| GIVEN PROBLEM |
State how many lines of the records contain the string "straight", counting only matches with the same case. Give the number alone.

| Outline records |
------------------------------------------------

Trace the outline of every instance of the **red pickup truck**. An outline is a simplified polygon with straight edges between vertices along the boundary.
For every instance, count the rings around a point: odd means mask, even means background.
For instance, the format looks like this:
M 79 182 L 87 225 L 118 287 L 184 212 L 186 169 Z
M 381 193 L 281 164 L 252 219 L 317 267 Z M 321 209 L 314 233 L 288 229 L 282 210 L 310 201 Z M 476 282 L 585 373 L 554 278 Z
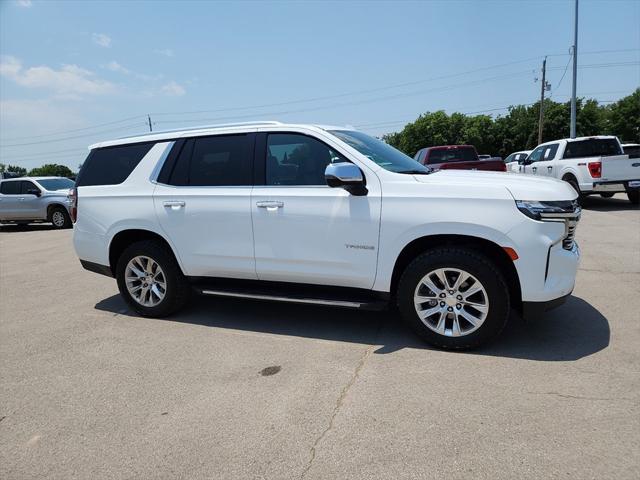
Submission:
M 418 150 L 414 160 L 434 170 L 454 168 L 457 170 L 492 170 L 506 172 L 507 167 L 502 158 L 492 157 L 487 160 L 478 158 L 473 145 L 443 145 Z

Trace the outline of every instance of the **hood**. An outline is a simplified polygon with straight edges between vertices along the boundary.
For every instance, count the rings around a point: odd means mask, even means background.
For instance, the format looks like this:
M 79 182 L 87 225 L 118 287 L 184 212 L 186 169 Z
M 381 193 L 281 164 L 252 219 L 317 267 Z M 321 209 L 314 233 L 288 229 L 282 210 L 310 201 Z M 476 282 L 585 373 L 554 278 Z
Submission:
M 422 183 L 450 183 L 476 188 L 502 185 L 515 200 L 575 200 L 578 197 L 573 187 L 562 180 L 511 172 L 438 170 L 429 175 L 415 175 L 414 178 Z

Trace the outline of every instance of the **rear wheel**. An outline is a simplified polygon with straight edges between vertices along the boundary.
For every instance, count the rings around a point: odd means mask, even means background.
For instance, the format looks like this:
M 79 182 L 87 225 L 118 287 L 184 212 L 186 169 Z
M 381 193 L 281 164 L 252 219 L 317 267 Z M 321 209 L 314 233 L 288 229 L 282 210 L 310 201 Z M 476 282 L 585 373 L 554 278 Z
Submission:
M 54 207 L 49 212 L 49 221 L 55 228 L 71 228 L 71 217 L 66 208 Z
M 459 350 L 495 338 L 510 311 L 500 271 L 467 248 L 438 248 L 417 257 L 400 278 L 397 301 L 402 317 L 420 337 Z
M 140 315 L 164 317 L 182 308 L 190 286 L 173 253 L 154 240 L 125 249 L 116 266 L 118 289 Z

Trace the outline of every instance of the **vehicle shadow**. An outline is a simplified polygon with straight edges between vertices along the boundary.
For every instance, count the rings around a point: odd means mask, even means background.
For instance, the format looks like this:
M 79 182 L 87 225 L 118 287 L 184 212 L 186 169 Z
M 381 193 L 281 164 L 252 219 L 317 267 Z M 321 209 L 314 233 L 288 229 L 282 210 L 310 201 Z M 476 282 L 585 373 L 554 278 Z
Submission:
M 119 315 L 137 317 L 120 295 L 95 306 Z M 276 335 L 380 345 L 375 353 L 403 348 L 433 350 L 411 332 L 391 311 L 362 312 L 275 302 L 195 297 L 191 305 L 168 321 Z M 537 361 L 572 361 L 592 355 L 609 345 L 607 319 L 578 297 L 525 323 L 512 315 L 505 331 L 490 345 L 467 352 L 474 355 Z
M 41 232 L 44 230 L 56 230 L 52 223 L 29 223 L 27 225 L 2 224 L 0 232 L 17 233 L 17 232 Z
M 626 197 L 602 198 L 599 195 L 590 195 L 582 201 L 583 210 L 596 212 L 614 212 L 640 210 L 638 205 L 633 205 Z

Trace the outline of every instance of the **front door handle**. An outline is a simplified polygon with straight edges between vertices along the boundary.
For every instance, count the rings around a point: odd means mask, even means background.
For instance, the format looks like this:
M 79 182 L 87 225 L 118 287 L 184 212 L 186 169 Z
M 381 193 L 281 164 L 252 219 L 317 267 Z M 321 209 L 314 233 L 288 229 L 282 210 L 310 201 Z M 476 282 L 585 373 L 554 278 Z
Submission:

------------------------------------------------

| SOLUTION FOR THIS EXERCISE |
5